Dataset rows:
>> Start
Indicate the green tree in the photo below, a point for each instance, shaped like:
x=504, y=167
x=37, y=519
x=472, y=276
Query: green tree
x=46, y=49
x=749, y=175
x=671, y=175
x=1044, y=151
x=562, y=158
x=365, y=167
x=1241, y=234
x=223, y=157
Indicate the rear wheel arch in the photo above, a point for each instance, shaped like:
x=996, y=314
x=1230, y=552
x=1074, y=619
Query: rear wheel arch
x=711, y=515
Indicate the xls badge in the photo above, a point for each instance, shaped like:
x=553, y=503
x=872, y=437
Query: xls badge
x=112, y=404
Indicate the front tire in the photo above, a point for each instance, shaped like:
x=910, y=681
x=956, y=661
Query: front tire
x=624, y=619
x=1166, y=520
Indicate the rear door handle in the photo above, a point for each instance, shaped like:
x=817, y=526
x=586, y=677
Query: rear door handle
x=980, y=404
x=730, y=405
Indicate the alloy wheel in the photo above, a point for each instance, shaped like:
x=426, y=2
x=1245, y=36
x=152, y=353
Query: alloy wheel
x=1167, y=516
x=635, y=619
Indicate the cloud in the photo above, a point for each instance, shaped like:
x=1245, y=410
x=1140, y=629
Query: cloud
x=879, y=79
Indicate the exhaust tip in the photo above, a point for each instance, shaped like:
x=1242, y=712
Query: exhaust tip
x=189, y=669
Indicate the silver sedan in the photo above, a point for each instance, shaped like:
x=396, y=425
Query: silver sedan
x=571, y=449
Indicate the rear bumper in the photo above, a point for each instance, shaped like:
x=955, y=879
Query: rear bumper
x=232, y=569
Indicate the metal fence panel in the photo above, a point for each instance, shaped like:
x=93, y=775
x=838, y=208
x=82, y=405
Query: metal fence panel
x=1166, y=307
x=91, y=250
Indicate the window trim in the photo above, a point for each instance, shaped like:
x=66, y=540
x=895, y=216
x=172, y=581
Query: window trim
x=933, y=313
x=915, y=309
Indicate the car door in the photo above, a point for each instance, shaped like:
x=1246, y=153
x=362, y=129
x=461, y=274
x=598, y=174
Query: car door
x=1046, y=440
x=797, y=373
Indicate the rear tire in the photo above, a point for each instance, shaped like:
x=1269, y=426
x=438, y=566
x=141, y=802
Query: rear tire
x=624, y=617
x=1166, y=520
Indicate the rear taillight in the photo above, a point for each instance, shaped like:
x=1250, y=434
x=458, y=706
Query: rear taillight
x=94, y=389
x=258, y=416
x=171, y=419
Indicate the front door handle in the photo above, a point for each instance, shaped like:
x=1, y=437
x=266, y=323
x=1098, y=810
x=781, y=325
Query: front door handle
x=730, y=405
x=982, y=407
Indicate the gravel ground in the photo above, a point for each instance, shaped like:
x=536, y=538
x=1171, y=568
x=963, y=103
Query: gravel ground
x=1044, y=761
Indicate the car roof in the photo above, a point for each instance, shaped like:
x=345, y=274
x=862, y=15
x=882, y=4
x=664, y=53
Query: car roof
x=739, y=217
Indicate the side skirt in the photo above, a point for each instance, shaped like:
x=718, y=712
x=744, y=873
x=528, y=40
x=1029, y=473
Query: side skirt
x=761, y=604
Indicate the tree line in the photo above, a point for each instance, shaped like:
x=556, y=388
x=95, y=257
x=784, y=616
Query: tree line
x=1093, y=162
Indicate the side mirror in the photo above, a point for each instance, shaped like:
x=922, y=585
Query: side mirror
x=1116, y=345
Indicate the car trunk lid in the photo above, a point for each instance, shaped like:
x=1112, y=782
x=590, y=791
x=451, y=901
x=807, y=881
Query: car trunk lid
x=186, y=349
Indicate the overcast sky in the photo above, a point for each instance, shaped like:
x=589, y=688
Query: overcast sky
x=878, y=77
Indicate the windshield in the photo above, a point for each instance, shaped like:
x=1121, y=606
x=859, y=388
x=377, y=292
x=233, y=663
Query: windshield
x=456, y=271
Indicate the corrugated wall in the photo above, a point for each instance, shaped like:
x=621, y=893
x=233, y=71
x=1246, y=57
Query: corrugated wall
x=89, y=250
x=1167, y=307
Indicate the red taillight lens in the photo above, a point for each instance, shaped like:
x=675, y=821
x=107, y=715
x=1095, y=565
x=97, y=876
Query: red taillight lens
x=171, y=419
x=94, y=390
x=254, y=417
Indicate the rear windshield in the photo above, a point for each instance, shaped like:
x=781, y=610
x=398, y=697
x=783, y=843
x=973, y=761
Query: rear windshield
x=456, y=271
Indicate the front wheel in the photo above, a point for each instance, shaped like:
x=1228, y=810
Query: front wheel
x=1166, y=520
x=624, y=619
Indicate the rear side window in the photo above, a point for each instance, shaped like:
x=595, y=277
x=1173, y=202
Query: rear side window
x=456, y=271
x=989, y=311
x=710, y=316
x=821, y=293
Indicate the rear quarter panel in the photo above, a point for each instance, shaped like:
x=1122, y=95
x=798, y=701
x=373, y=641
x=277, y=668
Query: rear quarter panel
>> End
■ Direction ■
Render all of the data above as a Markdown table with two columns, Row and Text, where Row holds each line's sequential number and Text holds the line itself. Omit any blank lines.

■ Result of this exercise ■
| Row | Text |
|---|---|
| 1 | Indicate the green tree in the photo below, a point for each instance, shaped like: |
| 2 | x=504, y=167 |
| 3 | x=37, y=519 |
| 4 | x=472, y=276 |
| 5 | Query: green tree |
| 6 | x=46, y=49 |
| 7 | x=749, y=175 |
| 8 | x=671, y=175 |
| 9 | x=1044, y=151 |
| 10 | x=562, y=158 |
| 11 | x=365, y=167 |
| 12 | x=1241, y=234 |
| 13 | x=223, y=157 |
| 14 | Indicate the rear wheel arch in the photo above, a point for each instance, shaped like: |
| 15 | x=996, y=314 |
| 16 | x=1230, y=552 |
| 17 | x=1074, y=619 |
| 18 | Query: rear wheel arch |
| 19 | x=711, y=515 |
| 20 | Indicate the xls badge in the photo above, a point for each instance, shaped like: |
| 21 | x=553, y=503 |
| 22 | x=872, y=437 |
| 23 | Query: xls badge |
| 24 | x=112, y=404 |
| 25 | Indicate the front tire in the photo above, a point for each instance, shaped like: |
| 26 | x=910, y=681 |
| 27 | x=956, y=661 |
| 28 | Query: front tire |
| 29 | x=624, y=619 |
| 30 | x=1166, y=520 |
| 31 | Indicate the rear door handle in the photo above, a point for each instance, shaped like: |
| 32 | x=817, y=526 |
| 33 | x=586, y=677 |
| 34 | Query: rear door handle |
| 35 | x=980, y=404 |
| 36 | x=730, y=405 |
| 37 | Indicate the alloy wheel in the photo above, a point for each instance, shaped like: |
| 38 | x=426, y=2 |
| 39 | x=1245, y=36 |
| 40 | x=152, y=353 |
| 41 | Query: alloy wheel |
| 42 | x=1167, y=516 |
| 43 | x=635, y=619 |
| 44 | Indicate the cloud in the photo above, a point for each instance, shaped like: |
| 45 | x=1245, y=410 |
| 46 | x=1140, y=629 |
| 47 | Query: cloud |
| 48 | x=879, y=79 |
| 49 | Indicate the exhaust tip in the photo above, a point for each instance, shaped like: |
| 50 | x=1242, y=712 |
| 51 | Query: exhaust tip |
| 52 | x=189, y=669 |
| 53 | Indicate the silver sedan in the photo above, a point for each instance, shaped like: |
| 54 | x=396, y=425 |
| 55 | Query: silver sedan |
| 56 | x=571, y=449 |
| 57 | Indicate the rear bumper in the photo above, a point for each instance, shaped like: |
| 58 | x=955, y=879 |
| 59 | Query: rear bumper |
| 60 | x=232, y=569 |
| 61 | Indicate the metal fence panel in the photo above, a point for each instance, shaped like: |
| 62 | x=93, y=775 |
| 63 | x=838, y=208 |
| 64 | x=82, y=405 |
| 65 | Query: metal fence panel |
| 66 | x=1166, y=307 |
| 67 | x=91, y=250 |
| 68 | Indicate the window trim in the photo above, a point for each instance, shaped like: |
| 69 | x=66, y=540 |
| 70 | x=895, y=216 |
| 71 | x=172, y=581 |
| 72 | Query: window trim |
| 73 | x=933, y=313 |
| 74 | x=915, y=309 |
| 75 | Indicate the car door in the photo above, a point for each instance, shaped like: |
| 76 | x=1246, y=153 |
| 77 | x=362, y=129 |
| 78 | x=461, y=274 |
| 79 | x=598, y=174 |
| 80 | Query: car door |
| 81 | x=1046, y=440 |
| 82 | x=797, y=373 |
| 83 | Indicate the rear tire in the photo above, a point for each instance, shaped like: |
| 84 | x=1269, y=426 |
| 85 | x=438, y=566 |
| 86 | x=141, y=802 |
| 87 | Query: rear tire |
| 88 | x=624, y=617 |
| 89 | x=1166, y=520 |
| 90 | Indicate the rear taillight in the photo above, a point for each instance, shaped like: |
| 91 | x=1250, y=434 |
| 92 | x=458, y=706 |
| 93 | Query: rear taillight |
| 94 | x=94, y=389 |
| 95 | x=258, y=416 |
| 96 | x=171, y=419 |
| 97 | Indicate the front door handle in the photo above, a point for each instance, shaped like: |
| 98 | x=1, y=437 |
| 99 | x=266, y=323 |
| 100 | x=1098, y=810 |
| 101 | x=781, y=325 |
| 102 | Query: front door handle |
| 103 | x=730, y=405 |
| 104 | x=982, y=407 |
| 105 | Indicate the gravel ground in the photo above, a point for each instance, shaped like: |
| 106 | x=536, y=538 |
| 107 | x=1171, y=568 |
| 108 | x=963, y=103 |
| 109 | Query: gravel ground |
| 110 | x=1044, y=761 |
| 111 | Indicate the car roof in the photo above, a point for each instance, shaped like: |
| 112 | x=345, y=274 |
| 113 | x=862, y=15 |
| 114 | x=882, y=4 |
| 115 | x=664, y=53 |
| 116 | Query: car roof |
| 117 | x=739, y=217 |
| 118 | Indicate the side skirt in the photo above, a point for each instance, shaped like: |
| 119 | x=718, y=712 |
| 120 | x=744, y=873 |
| 121 | x=528, y=40 |
| 122 | x=1029, y=473 |
| 123 | Query: side skirt |
| 124 | x=761, y=604 |
| 125 | Indicate the tree line in the photo above, a point for each instance, shaped like: |
| 126 | x=556, y=388 |
| 127 | x=95, y=257 |
| 128 | x=784, y=616 |
| 129 | Query: tree line |
| 130 | x=1093, y=162 |
| 131 | Indicate the side mirror in the photo above, a point for each instance, shaped like: |
| 132 | x=922, y=585 |
| 133 | Query: side mirror |
| 134 | x=1116, y=345 |
| 135 | Indicate the car trunk lid in the photo above, a point for each instance, shaped like: |
| 136 | x=1112, y=782 |
| 137 | x=590, y=791 |
| 138 | x=451, y=901 |
| 139 | x=807, y=881 |
| 140 | Query: car trunk lid |
| 141 | x=186, y=349 |
| 142 | Indicate the overcast sky in the photo above, a point for each instance, shaped like: |
| 143 | x=589, y=688 |
| 144 | Query: overcast sky |
| 145 | x=878, y=77 |
| 146 | Indicate the windshield in the photo above, a point for each instance, shaped like: |
| 147 | x=1121, y=606 |
| 148 | x=859, y=388 |
| 149 | x=377, y=292 |
| 150 | x=233, y=663 |
| 151 | Query: windshield |
| 152 | x=456, y=271 |
| 153 | Indicate the corrugated wall in the photo above, a point for each instance, shaped like: |
| 154 | x=621, y=893 |
| 155 | x=233, y=71 |
| 156 | x=1246, y=57 |
| 157 | Query: corrugated wall |
| 158 | x=89, y=250 |
| 159 | x=1167, y=307 |
| 160 | Indicate the red taillight lens in the photo above, a point for each instance, shaped like: |
| 161 | x=675, y=821 |
| 162 | x=107, y=715 |
| 163 | x=1095, y=565 |
| 164 | x=97, y=876 |
| 165 | Query: red taillight lens |
| 166 | x=171, y=419 |
| 167 | x=94, y=390 |
| 168 | x=254, y=417 |
| 169 | Indicate the rear windshield in the photo above, a point for each instance, shaped like: |
| 170 | x=781, y=610 |
| 171 | x=398, y=697 |
| 172 | x=783, y=843 |
| 173 | x=973, y=761 |
| 174 | Query: rear windshield |
| 175 | x=456, y=271 |
| 176 | Indicate the front wheel in the photo above, a point for each instance, shaped like: |
| 177 | x=1228, y=810 |
| 178 | Query: front wheel |
| 179 | x=1166, y=520 |
| 180 | x=624, y=619 |
| 181 | Indicate the rear side window in the photo above, a point for each instance, shaped like: |
| 182 | x=595, y=277 |
| 183 | x=1173, y=202 |
| 184 | Query: rear side window |
| 185 | x=456, y=271 |
| 186 | x=989, y=311 |
| 187 | x=710, y=316 |
| 188 | x=821, y=293 |
| 189 | Indicate the rear quarter panel in the photo above, a point for each instance, shaped like: |
| 190 | x=1122, y=95 |
| 191 | x=798, y=701 |
| 192 | x=373, y=641 |
| 193 | x=277, y=668 |
| 194 | Query: rear quarter panel |